- TEXT BLOCK:
________

Last week I participated in a conference on Smart Cities, and I thought it would be timely to talk about some critical aspects that will ensure the long-term success of these projects. Those aspects ensure the effort is focused on addressing critical problems, not just digitizing everything, partnering with a company or companies that focus on your needs, selling products, and assuring strategic access to critical resources to assure the city’s survival.
Let’s take each, in turn, this week.
Proper Focus
With technology, we often treat the mode as the goal. Big Data drove substantial data repositories, but the goal should have been to better address business imperatives, not expensively store a lot of data that can’t be effectively analyzed; Analytics often focuses on the technology rather than the result. Digital Transformation isn’t an end unto itself; it theoretically makes a firm more agile and competitive but often doesn’t due to a loss of focus.
Smart City efforts should be designed to improve city services’ efficiency, lower their relative costs, and free up funds to address problems that otherwise would remain unfunded. The goal that often seems lost is that the effort is to strategically improve city residents’ quality of life and safety.
A critical technology to this effort is simulation and digital twins so that plans can be emulated before implementation and resulting problems can be addressed first in the simulation instead of adversely impacting the city’s population.

________

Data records
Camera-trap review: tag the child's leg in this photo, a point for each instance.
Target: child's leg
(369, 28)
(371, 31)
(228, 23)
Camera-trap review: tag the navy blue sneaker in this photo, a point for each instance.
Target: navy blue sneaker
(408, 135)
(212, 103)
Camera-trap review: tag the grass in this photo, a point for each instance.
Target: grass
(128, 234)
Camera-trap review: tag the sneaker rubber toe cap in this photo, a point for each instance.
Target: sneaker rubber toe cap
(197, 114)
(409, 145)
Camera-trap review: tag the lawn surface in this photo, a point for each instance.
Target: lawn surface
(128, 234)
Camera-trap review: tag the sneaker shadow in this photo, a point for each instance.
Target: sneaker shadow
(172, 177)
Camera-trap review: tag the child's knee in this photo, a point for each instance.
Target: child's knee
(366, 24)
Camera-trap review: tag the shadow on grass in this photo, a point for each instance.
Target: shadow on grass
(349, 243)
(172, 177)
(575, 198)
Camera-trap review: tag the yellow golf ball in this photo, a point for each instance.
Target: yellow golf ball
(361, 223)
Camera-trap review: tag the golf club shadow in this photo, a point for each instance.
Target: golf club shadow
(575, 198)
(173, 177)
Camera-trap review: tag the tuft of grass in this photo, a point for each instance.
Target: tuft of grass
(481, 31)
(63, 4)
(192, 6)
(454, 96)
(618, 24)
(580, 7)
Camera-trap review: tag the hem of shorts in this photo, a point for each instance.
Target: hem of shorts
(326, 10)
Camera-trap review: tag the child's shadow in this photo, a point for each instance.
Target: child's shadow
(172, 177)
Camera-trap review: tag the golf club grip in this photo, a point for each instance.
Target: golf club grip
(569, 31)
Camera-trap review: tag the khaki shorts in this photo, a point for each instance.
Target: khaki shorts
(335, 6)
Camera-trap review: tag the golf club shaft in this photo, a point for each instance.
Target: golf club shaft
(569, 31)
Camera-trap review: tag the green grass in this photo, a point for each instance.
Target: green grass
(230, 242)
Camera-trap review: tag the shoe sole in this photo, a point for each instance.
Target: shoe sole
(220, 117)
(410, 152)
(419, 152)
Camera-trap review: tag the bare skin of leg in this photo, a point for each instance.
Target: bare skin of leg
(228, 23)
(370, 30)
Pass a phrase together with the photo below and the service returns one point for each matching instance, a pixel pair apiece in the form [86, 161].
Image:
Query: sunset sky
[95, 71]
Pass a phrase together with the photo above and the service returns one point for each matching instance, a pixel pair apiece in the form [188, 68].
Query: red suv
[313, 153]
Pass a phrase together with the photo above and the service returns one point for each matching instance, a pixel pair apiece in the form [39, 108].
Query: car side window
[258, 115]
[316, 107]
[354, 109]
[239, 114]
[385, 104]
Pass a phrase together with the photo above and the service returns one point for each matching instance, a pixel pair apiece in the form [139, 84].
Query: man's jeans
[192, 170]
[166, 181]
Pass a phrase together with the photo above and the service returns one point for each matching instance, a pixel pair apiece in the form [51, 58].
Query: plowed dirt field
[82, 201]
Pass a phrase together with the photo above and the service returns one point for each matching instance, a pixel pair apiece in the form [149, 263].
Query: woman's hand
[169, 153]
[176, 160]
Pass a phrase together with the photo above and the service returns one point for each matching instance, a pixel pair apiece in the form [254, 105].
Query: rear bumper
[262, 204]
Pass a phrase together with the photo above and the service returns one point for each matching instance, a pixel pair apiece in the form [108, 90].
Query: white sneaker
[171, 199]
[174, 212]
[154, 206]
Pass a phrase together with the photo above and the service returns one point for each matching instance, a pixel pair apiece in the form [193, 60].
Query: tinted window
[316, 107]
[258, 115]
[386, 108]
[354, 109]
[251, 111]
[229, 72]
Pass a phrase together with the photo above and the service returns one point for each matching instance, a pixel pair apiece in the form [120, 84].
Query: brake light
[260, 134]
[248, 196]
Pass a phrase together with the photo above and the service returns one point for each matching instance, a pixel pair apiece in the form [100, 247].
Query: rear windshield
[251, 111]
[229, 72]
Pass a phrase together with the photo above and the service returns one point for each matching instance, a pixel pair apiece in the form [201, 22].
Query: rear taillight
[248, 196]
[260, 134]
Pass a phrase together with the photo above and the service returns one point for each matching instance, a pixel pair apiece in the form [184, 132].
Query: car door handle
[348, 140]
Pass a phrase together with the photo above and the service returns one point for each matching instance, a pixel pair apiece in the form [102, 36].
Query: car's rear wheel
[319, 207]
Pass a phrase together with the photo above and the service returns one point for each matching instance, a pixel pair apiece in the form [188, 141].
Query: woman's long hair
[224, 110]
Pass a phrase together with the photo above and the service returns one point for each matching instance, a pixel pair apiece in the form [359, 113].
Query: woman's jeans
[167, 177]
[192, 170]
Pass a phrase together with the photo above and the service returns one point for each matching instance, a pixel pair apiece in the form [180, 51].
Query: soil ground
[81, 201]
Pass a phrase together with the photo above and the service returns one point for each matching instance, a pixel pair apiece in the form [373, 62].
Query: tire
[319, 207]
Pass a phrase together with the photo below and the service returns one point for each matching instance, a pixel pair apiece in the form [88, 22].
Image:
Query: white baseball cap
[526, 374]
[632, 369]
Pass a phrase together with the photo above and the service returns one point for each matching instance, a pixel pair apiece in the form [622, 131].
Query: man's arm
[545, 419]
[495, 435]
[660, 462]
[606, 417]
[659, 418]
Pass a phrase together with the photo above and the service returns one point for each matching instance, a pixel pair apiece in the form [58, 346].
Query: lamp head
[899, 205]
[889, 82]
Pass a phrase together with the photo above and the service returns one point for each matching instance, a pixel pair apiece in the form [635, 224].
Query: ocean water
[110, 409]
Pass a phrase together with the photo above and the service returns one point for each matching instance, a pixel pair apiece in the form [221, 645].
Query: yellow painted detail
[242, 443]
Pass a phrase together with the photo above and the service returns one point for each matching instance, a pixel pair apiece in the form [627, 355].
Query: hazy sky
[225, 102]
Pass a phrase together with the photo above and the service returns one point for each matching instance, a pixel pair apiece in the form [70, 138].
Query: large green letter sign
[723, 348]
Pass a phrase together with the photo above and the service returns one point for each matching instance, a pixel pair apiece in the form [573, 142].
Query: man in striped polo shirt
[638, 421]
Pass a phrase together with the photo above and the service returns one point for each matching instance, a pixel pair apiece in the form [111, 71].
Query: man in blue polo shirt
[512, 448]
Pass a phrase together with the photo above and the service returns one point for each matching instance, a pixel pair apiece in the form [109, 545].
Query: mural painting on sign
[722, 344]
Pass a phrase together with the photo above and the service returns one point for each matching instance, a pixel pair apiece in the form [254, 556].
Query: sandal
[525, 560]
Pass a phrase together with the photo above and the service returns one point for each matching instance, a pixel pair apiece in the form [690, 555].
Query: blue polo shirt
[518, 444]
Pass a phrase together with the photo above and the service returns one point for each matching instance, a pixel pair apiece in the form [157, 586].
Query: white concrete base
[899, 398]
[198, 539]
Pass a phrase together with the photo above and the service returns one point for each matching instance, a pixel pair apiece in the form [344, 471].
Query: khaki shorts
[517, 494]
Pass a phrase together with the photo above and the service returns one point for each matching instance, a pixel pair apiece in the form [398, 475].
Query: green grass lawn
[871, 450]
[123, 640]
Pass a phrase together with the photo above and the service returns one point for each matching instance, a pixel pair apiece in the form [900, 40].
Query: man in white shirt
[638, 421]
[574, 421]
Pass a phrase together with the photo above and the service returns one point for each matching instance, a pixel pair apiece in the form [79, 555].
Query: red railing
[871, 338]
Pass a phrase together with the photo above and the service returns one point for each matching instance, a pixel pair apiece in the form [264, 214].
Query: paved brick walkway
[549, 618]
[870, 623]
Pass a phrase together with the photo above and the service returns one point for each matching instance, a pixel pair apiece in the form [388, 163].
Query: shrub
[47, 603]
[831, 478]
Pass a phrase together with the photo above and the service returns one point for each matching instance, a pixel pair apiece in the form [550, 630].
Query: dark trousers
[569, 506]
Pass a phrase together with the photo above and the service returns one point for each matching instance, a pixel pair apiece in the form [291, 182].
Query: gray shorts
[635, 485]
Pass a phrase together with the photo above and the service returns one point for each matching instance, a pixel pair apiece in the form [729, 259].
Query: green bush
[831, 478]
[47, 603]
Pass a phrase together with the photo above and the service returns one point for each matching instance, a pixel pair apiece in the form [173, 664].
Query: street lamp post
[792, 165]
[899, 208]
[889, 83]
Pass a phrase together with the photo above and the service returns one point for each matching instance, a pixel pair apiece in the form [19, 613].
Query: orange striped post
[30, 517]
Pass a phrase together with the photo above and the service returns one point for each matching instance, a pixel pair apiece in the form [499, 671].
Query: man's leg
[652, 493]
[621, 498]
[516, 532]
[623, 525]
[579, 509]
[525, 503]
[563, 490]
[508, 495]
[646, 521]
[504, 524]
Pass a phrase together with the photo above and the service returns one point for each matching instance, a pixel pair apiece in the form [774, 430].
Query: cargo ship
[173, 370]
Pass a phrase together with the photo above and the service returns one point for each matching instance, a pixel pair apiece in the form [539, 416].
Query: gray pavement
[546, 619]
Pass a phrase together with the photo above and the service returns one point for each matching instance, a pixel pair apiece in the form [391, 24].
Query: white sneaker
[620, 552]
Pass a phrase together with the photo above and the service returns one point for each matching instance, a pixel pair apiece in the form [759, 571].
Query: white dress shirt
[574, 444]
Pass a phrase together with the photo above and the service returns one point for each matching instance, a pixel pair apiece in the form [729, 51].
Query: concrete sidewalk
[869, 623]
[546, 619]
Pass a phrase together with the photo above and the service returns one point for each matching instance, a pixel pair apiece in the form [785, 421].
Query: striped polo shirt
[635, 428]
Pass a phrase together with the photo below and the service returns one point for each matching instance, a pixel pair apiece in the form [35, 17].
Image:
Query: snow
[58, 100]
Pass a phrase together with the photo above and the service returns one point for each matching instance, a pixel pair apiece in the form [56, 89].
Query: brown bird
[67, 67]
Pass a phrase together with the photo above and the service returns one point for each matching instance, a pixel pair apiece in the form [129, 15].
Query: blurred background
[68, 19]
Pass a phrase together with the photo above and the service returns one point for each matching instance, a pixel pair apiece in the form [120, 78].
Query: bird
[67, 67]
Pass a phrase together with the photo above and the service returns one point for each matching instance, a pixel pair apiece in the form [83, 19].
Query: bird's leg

________

- DESCRIPTION OF THE TASK:
Answer these questions about the Smart Cities text:
(a) What did the writer participate in last week?
(b) What goal often seems lost in Smart City efforts?
(c) Which technology does the text call critical to this effort?

- ANSWER BELOW:
(a) A conference on Smart Cities.
(b) Strategically improving city residents' quality of life and safety.
(c) Simulation and digital twins.